## Problem to solve
Copy the data that follows exactly as it is, excluding all pictures.

## Available records
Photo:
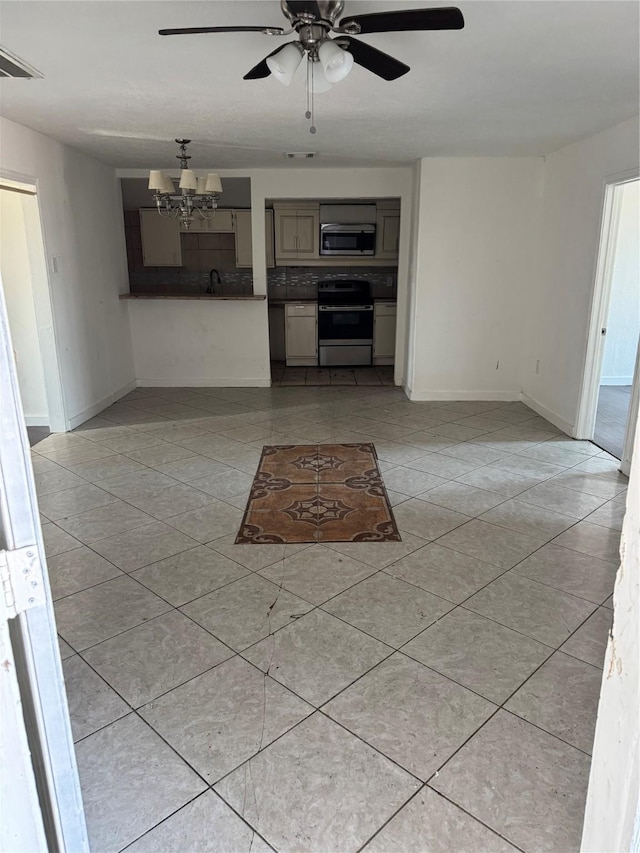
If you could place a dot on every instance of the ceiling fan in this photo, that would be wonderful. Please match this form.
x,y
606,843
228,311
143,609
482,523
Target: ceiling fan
x,y
331,59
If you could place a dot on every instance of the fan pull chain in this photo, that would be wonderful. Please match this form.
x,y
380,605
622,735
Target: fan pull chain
x,y
310,97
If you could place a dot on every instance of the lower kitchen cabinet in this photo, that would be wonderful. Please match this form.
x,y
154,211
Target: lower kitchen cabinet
x,y
384,332
301,334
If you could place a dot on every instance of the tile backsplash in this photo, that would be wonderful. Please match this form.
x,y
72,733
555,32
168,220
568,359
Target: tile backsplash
x,y
203,252
302,282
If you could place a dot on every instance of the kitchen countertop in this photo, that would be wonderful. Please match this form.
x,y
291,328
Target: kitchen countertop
x,y
252,298
289,300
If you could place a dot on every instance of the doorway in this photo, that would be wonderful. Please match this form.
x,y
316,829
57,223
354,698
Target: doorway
x,y
609,403
25,285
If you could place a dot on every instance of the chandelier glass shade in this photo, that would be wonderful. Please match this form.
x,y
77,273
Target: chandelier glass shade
x,y
196,196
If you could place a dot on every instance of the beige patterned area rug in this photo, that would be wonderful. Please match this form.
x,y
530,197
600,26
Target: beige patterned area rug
x,y
318,493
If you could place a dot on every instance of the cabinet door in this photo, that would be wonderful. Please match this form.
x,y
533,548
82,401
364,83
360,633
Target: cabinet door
x,y
160,240
301,331
384,334
388,233
221,223
196,226
271,260
308,244
244,248
286,225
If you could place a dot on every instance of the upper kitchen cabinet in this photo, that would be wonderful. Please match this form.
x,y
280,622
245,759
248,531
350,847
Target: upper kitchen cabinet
x,y
221,223
160,240
387,232
297,230
244,249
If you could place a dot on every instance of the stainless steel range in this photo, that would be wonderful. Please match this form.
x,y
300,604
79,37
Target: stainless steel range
x,y
345,323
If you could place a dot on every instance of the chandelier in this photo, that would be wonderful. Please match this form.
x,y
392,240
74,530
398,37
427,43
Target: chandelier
x,y
196,196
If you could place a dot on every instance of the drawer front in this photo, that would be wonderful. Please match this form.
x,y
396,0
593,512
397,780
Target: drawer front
x,y
300,310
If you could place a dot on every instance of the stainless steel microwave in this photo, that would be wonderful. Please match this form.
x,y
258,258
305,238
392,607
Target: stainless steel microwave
x,y
347,239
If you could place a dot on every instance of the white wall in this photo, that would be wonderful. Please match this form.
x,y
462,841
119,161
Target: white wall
x,y
613,798
475,256
83,229
560,305
16,282
200,342
623,325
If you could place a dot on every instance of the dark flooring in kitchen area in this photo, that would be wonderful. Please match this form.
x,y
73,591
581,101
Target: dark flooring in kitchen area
x,y
434,693
611,418
283,375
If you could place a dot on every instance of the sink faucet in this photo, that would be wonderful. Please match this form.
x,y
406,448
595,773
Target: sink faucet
x,y
210,289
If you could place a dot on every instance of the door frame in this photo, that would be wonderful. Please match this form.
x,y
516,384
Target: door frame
x,y
42,295
600,306
29,627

## Answer to the problem
Photo:
If you could place a dot on every instance of the ceiling fan in this photo, that would be wonderful. Please match this form.
x,y
606,843
228,311
143,609
482,523
Target: ceiling fan
x,y
331,59
If you could place a dot on every instance of the fan pull chain in this photo, that would be wonderful. Please match this form.
x,y
380,605
622,735
Target: fan pull chain
x,y
310,97
If you could place a dot on every instance of the lower kitchen cabinet in this photo, that would be wonderful. Please match this form.
x,y
154,211
Target: lower kitchen cabinet
x,y
384,332
301,334
If you could place a dot on every instance of the tile backsplash in this photo, that would be wonderful. Please match this form.
x,y
72,733
555,32
168,220
568,359
Target: tile backsplash
x,y
203,252
302,282
If you could place a dot on every instance of the kitchen countertop in this photo, that would be wonderful. Please match this form.
x,y
291,328
Target: kitchen countertop
x,y
252,298
289,300
If you could place a dot on every instance of the doorway in this photo, that would be wonderful. Please match this form.
x,y
316,829
57,223
354,698
Target: doorway
x,y
609,403
25,285
If you could place a dot on every instance of the chandelier glass shade in this photo, that would be wonderful. Please match this form.
x,y
77,273
Target: chandelier glass shade
x,y
196,196
If you could place a dot on every instance of the beige patterned area rug in this photo, that would be wonderful. Please match this form.
x,y
530,197
600,26
Target: beige patterned area rug
x,y
318,493
If you could place a dot on every instance of the cabinet door in this photo, that would be wonderful. Please match this form.
x,y
533,548
82,401
364,83
360,633
Target: cabinet door
x,y
160,240
301,331
384,334
388,233
221,223
196,226
271,260
308,244
244,248
286,225
If you could place a dot on every instance of the upper kitchen cabinet in this photo, that would be wonderful. Please match this form.
x,y
280,622
245,759
248,531
350,847
Target: upper kitchen cabinet
x,y
221,223
160,240
387,232
297,230
244,249
If you could place a dot on every instance of the stainless steel range in this photo, that would be wonderful. Please match this form.
x,y
300,604
79,37
Target: stainless steel range
x,y
345,323
If you could place a dot on every instance of the chandelier in this photo, that would be wonderful. Please match this form.
x,y
392,240
74,530
398,37
427,43
Target: chandelier
x,y
196,196
If you could place a dot on every instance of the drawer front in this photo, that would be wonderful. Please match this form.
x,y
396,0
593,512
397,780
Target: drawer front
x,y
300,310
If you could place a dot on every instance of the stainless steel microwave in this photo, that would be wonderful. Please match this form.
x,y
258,258
305,238
392,607
Target: stainless steel microwave
x,y
347,239
If you could place a dot on every instance of the white wall in this photo, that would be wonderful. Please match this form.
x,y
462,841
119,161
Target: white wall
x,y
613,798
475,256
83,229
560,305
16,282
200,342
623,325
If you could place a dot on every instance of the dark flooring in kitchen area in this photo, that would be wonderful. Please match this form.
x,y
73,591
581,101
Target: dark flooring in kitchen area
x,y
434,693
611,418
283,375
If you could place a dot on every instance of the sink faucet in this photo, that would be wonderful. Please match this form.
x,y
406,448
595,773
Target: sink faucet
x,y
210,289
If you could place a dot on every instance of the door frame in this photo, that would be wonderful. Please match this form.
x,y
516,384
Target: door frame
x,y
42,295
600,306
29,627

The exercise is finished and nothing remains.